**Extracted data**
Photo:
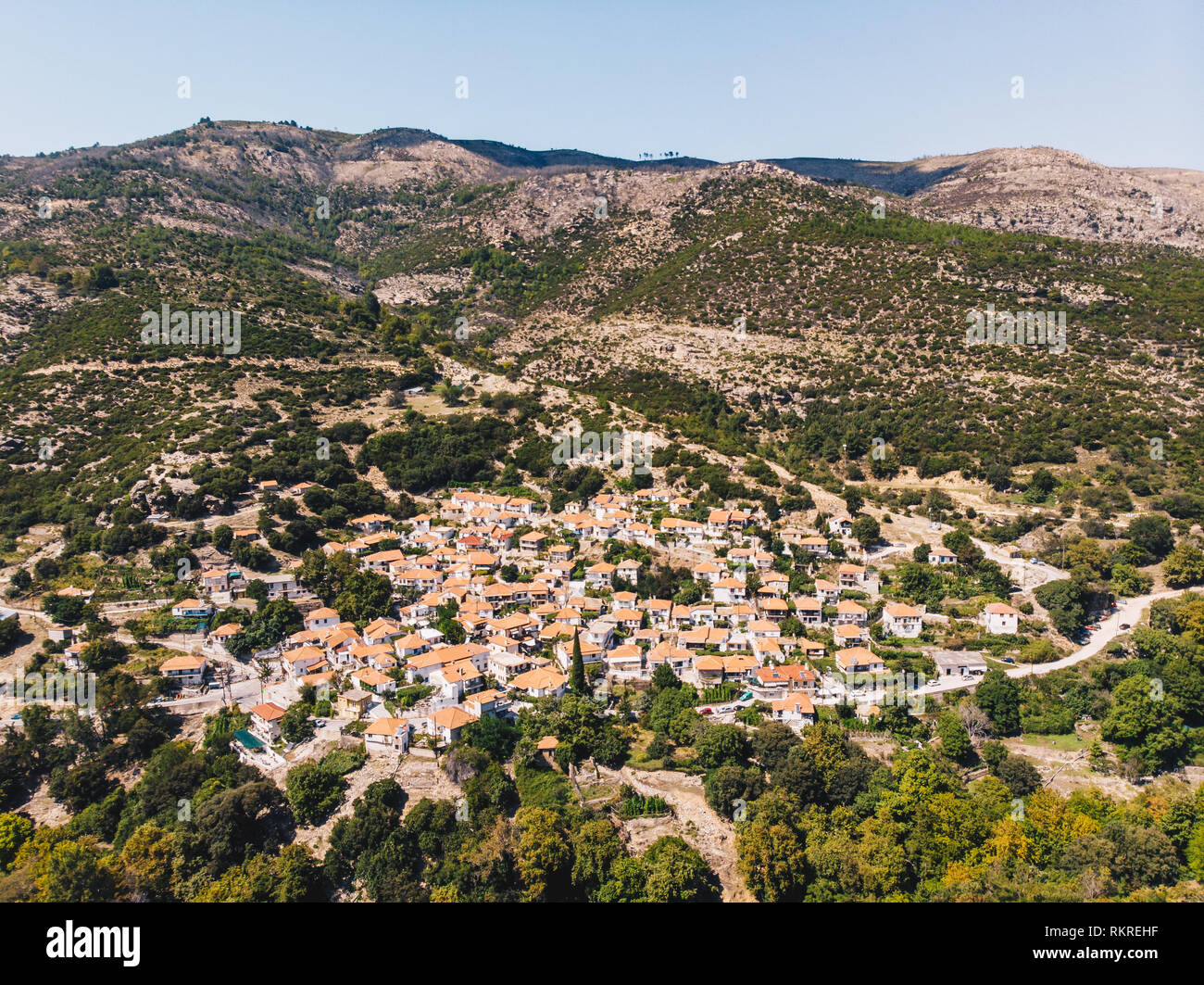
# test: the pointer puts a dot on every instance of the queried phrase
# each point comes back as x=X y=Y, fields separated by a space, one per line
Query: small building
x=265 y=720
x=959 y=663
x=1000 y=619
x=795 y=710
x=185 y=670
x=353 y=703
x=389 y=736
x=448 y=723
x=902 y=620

---

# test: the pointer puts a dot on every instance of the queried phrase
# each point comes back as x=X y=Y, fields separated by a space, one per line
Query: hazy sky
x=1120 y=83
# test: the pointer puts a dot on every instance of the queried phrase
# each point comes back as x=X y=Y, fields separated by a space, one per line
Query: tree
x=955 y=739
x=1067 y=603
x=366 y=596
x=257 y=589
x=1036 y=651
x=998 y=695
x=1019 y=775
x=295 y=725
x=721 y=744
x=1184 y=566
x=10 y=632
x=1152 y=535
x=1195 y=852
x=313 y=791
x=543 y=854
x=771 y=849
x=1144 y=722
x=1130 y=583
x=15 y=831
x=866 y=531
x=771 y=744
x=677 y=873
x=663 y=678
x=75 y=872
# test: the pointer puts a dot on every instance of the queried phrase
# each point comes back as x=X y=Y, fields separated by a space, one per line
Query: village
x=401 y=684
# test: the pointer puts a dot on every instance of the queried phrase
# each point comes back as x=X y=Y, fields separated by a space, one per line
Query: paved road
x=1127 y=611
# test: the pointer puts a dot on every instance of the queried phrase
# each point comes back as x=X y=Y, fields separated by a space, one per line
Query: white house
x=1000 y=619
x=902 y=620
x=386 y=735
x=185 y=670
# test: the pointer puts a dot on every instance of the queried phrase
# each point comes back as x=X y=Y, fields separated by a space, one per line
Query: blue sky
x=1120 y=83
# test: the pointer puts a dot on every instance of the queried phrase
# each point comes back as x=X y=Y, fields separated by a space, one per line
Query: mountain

* * *

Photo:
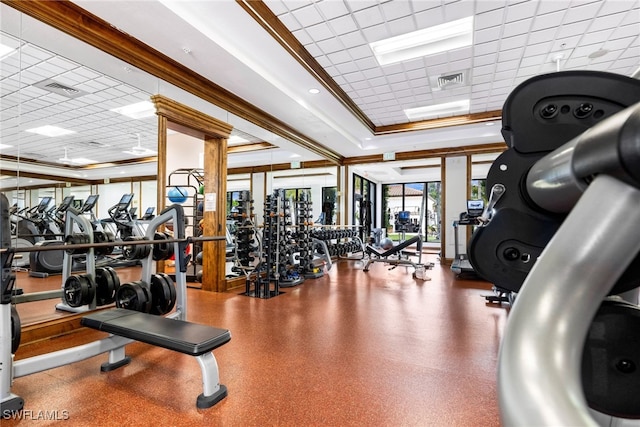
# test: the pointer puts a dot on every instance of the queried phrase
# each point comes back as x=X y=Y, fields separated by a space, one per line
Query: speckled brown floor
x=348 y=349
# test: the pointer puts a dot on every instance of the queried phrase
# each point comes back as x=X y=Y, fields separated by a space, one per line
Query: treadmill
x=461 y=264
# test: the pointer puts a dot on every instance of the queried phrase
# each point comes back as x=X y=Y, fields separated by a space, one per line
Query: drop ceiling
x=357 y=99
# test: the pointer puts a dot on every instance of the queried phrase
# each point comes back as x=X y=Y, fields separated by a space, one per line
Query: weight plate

**Directive**
Which lines of the records above contain the string "Query"? Collect every one of them.

**Correct answer**
Query: small building
Query: hazy sky
Query: tree
Query: village
Query: paved road
Query: white house
Query: blue sky
Query: mountain
Query: speckled brown floor
Query: treadmill
Query: drop ceiling
Query: weight plate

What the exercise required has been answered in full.